===== DOCUMENT SEGMENT =====
It's funny but the ending was the first thing I decided upon. The other author who kept coming back to me while I was writing this was Roald Dahl - I really felt the whole thing had to have an ending with a snap.

As for the errors I have to hold my hand up - I am not the best editor of my own work. I prefer to let others tell me where I go wrong! In this case I wrote it about two months ago over a day and then have just left it in the vault. I did show it to some friends - which is the first time I have subjected them to my fiction. They usually get travelogues.

Is it really worth finding an outlet? I wonder how best to go about that. Being where I am (Sudan) I feel very far from England.


Jubbly at 18:15 on 13 December 2004  Report this post
Hello Tom, I agreet his is a wonderful story and very Roald Dahl. I kept wondering if you were going to come back to the ladder and whether or not some other innocent unfortunate would succumb to the broken rungs? Great stuff, check out the Directory on the site for info re: sending it out etc.

Look forward to reading more of your work.



tom at 05:58 on 14 December 2004  Report this post
Thank you Jubbly for your comments.

I didn't return to the ladder simply because I always thought of it as a 'McGuffin'. It didn't serve much purpose beyond being Jeffery's chosen mode of execution. A friend I gave this to read had the same comment about the ladder.


Jubbly at 07:27 on 14 December 2004  Report this post
Hi Tom, I guess because of the tone of the ending it's almost crying out for his new wipe to decide to pick some apples while he's at work sort of thing, but then I'm a great believer in Karma.

Best with it whatever you decide.


Whoops, wipe should read 'wife' how Freudian is that?
===== RECORDS =====
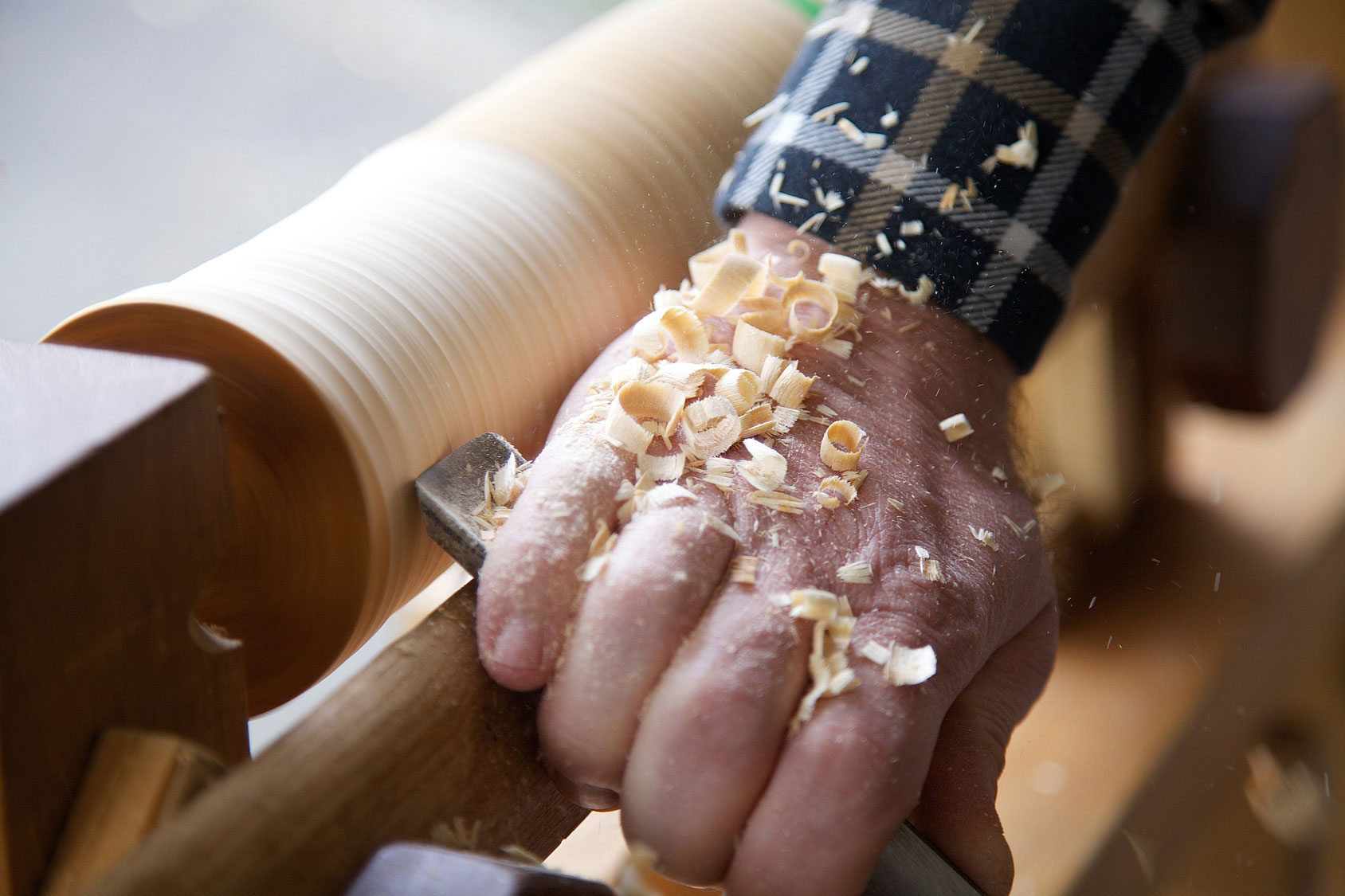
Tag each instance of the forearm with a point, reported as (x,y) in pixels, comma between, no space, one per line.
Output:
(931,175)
=====
===== RECORDS =====
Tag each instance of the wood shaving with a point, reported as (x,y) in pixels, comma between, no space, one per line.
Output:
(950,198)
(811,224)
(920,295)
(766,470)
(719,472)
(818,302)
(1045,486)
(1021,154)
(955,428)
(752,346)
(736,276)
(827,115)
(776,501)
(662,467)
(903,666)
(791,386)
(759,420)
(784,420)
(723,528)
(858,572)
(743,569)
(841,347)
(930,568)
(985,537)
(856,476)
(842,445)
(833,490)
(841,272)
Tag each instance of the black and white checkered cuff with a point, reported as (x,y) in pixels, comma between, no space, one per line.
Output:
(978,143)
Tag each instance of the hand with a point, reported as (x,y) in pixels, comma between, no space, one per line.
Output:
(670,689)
=====
===== RECORDS =====
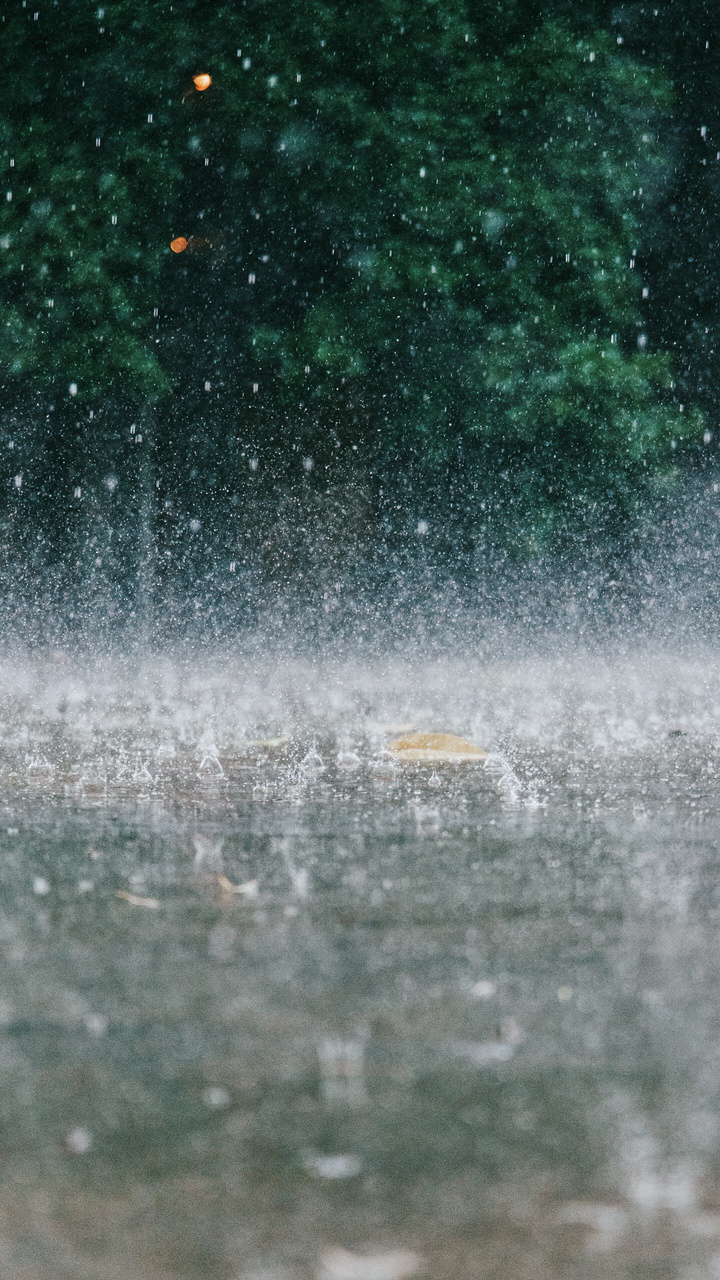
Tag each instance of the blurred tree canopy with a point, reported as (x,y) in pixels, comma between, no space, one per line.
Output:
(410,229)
=====
» PROMPT 1:
List each time and date at which a post in the comment thread about Tom's story was made.
» PROMPT 2:
Resume the comment thread about Tom's story with the next post after the last one shown.

» TASK RESULT 1:
18:15 on 13 December 2004
05:58 on 14 December 2004
07:27 on 14 December 2004

» TASK RESULT 2:
scoops at 09:26 on 14 December 2004  Report this post
Tom, Jubbly's answered your question about finding an outlet. I'm afraid I don't know much about placing short stories independently of anthologies, but there are many threads on WriteWords about short story magazines and competitions. To my mind, if you tidied this up a bit, it would be snapped up, but I know there are a lot of people out there turning out quality stuff - that said, nothing ventured, nothing gained, and it will be a real challenge to pull it off while pootling around the horn of Africa:-) It's funny, isn't it, that you've turned in such an English story while far away? sxx

tom at 10:00 on 14 December 2004  Report this post

I think part of the fun was making it so English - when you live in a place like Sudan there's a certain type of expat character who always chatters on about England with dewy eyes. Myself, I like to keep England at a distance :-)

Right now my main logistical worry is that PayPal don't accept payment from Sudan (it's the embargo) so I'll have to send it by post (never reliable here - one letter took 12 months to reach me).